■ DATA FOR PROCESSING ■

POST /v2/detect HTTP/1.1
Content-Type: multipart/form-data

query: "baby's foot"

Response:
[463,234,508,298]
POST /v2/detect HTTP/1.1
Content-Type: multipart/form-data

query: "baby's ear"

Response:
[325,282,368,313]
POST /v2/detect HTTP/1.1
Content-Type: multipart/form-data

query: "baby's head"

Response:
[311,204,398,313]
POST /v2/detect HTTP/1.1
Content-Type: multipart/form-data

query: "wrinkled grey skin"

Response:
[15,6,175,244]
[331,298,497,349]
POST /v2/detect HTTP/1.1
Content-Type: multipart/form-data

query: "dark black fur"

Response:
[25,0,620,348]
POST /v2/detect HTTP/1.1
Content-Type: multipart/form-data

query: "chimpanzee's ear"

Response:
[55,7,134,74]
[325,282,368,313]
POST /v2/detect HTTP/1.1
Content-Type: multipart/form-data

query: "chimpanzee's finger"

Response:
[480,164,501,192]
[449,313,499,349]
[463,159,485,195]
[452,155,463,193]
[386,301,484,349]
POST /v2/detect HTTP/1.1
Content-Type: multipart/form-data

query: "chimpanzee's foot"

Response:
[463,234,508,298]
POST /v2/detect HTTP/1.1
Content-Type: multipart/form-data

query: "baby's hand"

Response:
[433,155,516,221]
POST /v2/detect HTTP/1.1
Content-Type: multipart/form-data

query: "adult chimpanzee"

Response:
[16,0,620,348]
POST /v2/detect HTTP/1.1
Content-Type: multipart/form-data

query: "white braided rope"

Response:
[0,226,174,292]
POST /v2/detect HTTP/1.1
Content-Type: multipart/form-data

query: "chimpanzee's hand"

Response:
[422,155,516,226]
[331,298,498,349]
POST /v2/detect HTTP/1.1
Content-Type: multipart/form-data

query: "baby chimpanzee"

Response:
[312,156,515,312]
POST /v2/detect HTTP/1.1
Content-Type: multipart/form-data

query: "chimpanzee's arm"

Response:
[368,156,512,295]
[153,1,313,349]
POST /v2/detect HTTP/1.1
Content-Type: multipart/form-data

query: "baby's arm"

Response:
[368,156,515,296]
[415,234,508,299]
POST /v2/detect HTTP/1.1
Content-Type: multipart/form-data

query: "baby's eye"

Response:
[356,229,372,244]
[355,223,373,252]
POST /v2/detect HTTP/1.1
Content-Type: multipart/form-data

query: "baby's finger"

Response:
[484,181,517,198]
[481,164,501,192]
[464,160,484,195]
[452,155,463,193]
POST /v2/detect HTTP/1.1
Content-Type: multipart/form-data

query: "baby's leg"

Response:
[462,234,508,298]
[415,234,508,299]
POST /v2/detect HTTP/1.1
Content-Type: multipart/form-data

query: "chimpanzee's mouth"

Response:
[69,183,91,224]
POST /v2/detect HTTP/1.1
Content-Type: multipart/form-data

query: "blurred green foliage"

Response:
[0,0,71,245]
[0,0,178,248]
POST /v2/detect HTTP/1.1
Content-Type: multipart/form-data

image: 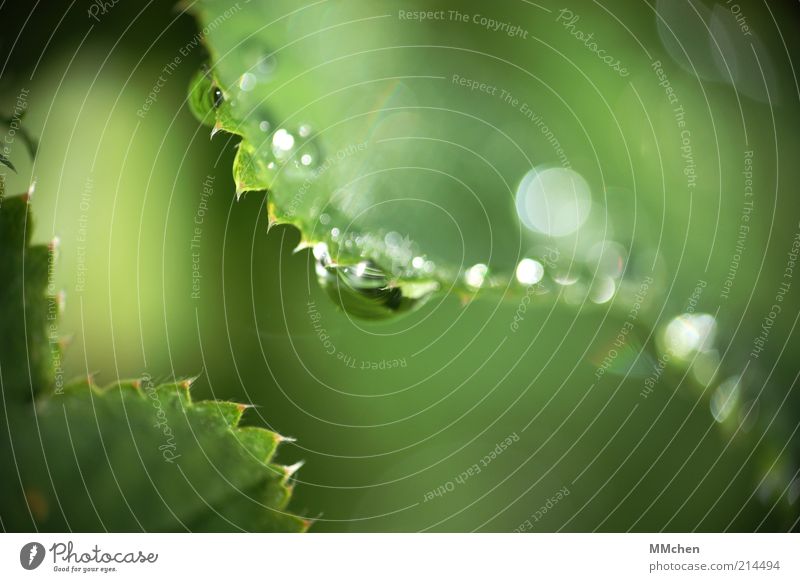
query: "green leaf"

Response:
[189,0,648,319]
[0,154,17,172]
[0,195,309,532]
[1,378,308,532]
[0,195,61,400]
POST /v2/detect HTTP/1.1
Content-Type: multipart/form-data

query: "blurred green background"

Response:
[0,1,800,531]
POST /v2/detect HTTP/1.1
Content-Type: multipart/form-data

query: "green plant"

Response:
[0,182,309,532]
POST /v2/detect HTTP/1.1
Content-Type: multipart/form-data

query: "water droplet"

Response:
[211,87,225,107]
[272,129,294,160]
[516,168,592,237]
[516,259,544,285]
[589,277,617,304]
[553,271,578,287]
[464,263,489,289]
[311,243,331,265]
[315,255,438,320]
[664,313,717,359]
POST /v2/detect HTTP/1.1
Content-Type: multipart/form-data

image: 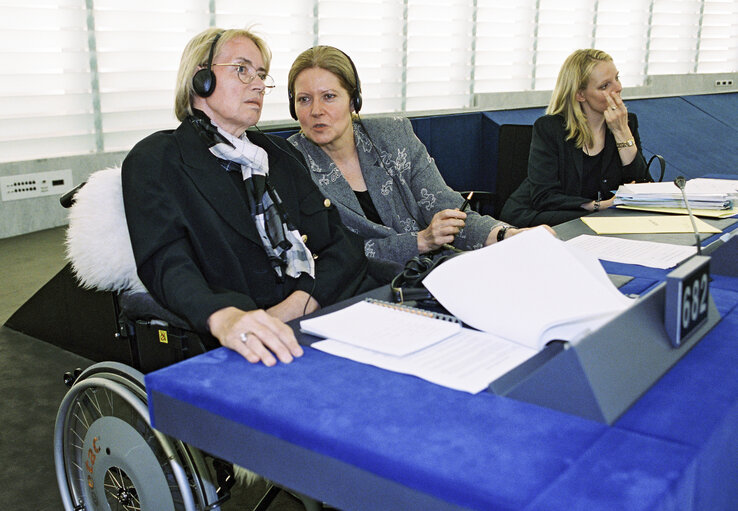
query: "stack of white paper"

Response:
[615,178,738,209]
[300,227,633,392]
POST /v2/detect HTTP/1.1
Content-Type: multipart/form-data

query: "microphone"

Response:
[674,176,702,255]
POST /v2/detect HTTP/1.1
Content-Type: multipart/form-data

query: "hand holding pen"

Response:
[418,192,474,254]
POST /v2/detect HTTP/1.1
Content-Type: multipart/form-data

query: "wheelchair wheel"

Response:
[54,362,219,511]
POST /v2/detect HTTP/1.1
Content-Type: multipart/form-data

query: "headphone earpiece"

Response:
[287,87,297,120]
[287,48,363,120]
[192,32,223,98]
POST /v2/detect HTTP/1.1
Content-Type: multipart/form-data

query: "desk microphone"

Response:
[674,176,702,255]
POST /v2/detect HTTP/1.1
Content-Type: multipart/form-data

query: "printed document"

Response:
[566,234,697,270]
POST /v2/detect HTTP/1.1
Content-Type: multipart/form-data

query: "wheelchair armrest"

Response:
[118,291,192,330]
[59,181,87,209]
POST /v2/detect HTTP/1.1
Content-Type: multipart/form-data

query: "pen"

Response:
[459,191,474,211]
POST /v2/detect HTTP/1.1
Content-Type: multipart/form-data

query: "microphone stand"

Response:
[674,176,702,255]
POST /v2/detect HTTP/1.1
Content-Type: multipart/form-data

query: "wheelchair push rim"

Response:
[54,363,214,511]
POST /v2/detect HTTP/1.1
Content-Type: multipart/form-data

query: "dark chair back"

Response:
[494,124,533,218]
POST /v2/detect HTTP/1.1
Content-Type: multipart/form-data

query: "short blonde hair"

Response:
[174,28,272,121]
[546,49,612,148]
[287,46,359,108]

...

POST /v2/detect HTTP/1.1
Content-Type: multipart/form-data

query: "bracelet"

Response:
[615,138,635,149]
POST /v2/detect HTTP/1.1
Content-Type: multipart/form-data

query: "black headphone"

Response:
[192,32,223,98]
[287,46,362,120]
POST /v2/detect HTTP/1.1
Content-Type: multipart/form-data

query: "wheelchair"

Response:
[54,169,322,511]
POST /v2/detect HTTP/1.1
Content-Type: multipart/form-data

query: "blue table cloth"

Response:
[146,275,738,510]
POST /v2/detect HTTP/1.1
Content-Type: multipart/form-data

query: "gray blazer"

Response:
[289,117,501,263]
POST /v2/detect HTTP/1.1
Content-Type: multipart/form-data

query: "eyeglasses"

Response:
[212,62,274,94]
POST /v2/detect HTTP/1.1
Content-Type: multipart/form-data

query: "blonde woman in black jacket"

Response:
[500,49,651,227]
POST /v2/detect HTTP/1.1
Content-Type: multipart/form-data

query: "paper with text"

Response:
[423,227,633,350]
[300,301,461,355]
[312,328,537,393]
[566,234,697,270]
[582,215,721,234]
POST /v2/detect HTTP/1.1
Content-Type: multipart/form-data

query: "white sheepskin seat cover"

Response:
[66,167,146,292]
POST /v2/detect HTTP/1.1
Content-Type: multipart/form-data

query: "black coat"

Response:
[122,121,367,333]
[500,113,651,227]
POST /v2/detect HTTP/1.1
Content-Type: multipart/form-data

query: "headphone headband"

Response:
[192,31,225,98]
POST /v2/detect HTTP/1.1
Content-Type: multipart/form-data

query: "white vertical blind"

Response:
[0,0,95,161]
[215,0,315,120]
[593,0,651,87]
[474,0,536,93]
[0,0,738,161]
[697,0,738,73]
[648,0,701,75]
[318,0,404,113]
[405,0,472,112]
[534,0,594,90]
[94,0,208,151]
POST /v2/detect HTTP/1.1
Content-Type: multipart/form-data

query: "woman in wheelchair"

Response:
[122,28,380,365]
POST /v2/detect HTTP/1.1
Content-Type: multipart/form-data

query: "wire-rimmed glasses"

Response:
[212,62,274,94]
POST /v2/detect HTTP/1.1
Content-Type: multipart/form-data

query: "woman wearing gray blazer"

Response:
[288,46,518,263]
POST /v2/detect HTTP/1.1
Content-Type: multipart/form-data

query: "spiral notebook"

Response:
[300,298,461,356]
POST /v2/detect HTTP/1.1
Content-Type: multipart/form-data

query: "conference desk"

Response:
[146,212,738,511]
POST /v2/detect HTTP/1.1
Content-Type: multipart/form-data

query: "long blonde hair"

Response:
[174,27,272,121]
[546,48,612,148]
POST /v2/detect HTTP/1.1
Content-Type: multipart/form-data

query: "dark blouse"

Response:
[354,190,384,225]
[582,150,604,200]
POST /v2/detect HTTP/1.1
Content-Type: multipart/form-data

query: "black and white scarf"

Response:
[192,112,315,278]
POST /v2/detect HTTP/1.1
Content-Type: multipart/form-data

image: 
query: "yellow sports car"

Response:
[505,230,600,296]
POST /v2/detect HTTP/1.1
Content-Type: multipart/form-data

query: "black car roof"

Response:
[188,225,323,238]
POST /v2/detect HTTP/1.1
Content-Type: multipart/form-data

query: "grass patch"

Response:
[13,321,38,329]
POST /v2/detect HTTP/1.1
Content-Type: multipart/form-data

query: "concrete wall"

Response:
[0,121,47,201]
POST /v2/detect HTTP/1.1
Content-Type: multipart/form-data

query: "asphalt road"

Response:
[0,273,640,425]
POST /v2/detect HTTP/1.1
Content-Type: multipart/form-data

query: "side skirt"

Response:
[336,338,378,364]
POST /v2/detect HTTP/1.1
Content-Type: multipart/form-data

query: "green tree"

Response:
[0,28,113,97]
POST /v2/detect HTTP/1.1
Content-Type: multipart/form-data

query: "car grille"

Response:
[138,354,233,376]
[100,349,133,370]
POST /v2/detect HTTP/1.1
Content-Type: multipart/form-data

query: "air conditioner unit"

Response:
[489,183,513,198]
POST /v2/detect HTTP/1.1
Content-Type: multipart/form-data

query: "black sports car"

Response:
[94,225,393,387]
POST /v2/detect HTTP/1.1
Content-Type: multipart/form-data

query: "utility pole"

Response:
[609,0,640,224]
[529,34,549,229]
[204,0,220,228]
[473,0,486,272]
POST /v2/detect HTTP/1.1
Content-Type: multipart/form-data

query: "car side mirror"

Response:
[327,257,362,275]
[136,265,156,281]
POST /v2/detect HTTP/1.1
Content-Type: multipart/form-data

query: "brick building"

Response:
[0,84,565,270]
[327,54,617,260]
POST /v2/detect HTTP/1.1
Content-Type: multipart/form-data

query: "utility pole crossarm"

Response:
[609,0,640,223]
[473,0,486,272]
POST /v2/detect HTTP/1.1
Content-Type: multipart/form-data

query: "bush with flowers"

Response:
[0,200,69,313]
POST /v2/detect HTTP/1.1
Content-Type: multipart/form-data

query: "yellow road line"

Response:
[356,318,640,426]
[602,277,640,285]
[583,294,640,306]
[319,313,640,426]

■ THE TASK ■
Find each line in the data above that contains the word "finger" and copy those lines. The match is case-sensitive.

■ ANSWER TO THIS TASK ■
query: "chimpanzee's finger"
query: "baby's finger"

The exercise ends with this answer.